● CONSIGNE ÉCRITE 1: Transcrivez à l'identique les lignes des enregistrements, de la toute première jusqu'à la ligne contenant « 434, 73, 565, 226 », celle-ci comprise.

● EXTRAIT FOURNI:
La pièce Juste la fin du monde de Jean-Luc Lagarce publiée en
1999 à Besançon chez Les Solitaires Intempestifs a connu un parcours
particulier. Au Québec, Anne Dorval, comédienne et professeure de théâtre, en a
parlé vivement à son ami, le cinéaste Xavier Dolan qui en fit un film en 2016
récompensé au Festival de Cannes, édition 2016.
Louis, écrivain, se sachant condamné, décide de retourner voir sa famille
une dernière fois. Triste cérémonie des adieux. La mère cherche à comprendre le
silence de ce fils pendant de si longues années. Le frère ne décolère pas et s’emporte
pour des riens. La belle-sœur reproche à lui son indifférence face à la vie de
son frère. La sœur cadette rêve de vivre ailleurs et de s’évader de la maison
familiale. Devant tant d’hostilité, Louis n’ose se confier et se referme comme
une huître, emportant avec lui le secret de sa mort prochaine.

● CONSIGNE ÉCRITE 2: Reproduisez sans modification le passage de l'extrait sur Juste la fin du monde qui commence par « Louis, écrivain, se » et se poursuit jusqu'à « sa mort prochaine. » inclus.

● ENTRÉES FOURNIES:
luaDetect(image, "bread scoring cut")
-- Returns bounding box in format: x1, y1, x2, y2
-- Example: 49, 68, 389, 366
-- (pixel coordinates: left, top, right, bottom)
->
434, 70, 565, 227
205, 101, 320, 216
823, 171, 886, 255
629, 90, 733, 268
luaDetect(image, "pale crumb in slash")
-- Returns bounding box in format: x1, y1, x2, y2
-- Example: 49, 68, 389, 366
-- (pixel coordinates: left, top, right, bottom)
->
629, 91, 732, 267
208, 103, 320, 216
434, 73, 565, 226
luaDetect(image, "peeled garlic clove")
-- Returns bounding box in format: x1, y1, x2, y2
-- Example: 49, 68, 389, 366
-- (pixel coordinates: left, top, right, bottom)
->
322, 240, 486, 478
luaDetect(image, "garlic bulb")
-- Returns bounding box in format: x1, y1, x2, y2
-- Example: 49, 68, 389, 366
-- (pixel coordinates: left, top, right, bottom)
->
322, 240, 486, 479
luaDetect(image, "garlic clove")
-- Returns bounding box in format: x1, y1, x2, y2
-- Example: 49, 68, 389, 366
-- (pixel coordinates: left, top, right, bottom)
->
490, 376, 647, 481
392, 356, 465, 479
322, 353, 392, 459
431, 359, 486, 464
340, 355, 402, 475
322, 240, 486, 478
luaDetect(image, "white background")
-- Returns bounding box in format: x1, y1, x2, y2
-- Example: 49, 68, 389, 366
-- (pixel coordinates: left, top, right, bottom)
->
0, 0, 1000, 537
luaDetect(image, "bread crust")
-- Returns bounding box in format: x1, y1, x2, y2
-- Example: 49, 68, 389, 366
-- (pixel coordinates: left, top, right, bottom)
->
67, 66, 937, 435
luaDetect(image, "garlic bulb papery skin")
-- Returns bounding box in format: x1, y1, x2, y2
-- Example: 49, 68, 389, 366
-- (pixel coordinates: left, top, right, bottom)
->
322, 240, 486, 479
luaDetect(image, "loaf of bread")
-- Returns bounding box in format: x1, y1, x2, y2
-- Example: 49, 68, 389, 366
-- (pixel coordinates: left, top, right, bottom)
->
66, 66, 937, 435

● RÉSULTAT OBTENU 1:
luaDetect(image, "bread scoring cut")
-- Returns bounding box in format: x1, y1, x2, y2
-- Example: 49, 68, 389, 366
-- (pixel coordinates: left, top, right, bottom)
->
434, 70, 565, 227
205, 101, 320, 216
823, 171, 886, 255
629, 90, 733, 268
luaDetect(image, "pale crumb in slash")
-- Returns bounding box in format: x1, y1, x2, y2
-- Example: 49, 68, 389, 366
-- (pixel coordinates: left, top, right, bottom)
->
629, 91, 732, 267
208, 103, 320, 216
434, 73, 565, 226

● RÉSULTAT OBTENU 2:
Louis, écrivain, se sachant condamné, décide de retourner voir sa famille
une dernière fois. Triste cérémonie des adieux. La mère cherche à comprendre le
silence de ce fils pendant de si longues années. Le frère ne décolère pas et s’emporte
pour des riens. La belle-sœur reproche à lui son indifférence face à la vie de
son frère. La sœur cadette rêve de vivre ailleurs et de s’évader de la maison
familiale. Devant tant d’hostilité, Louis n’ose se confier et se referme comme
une huître, emportant avec lui le secret de sa mort prochaine.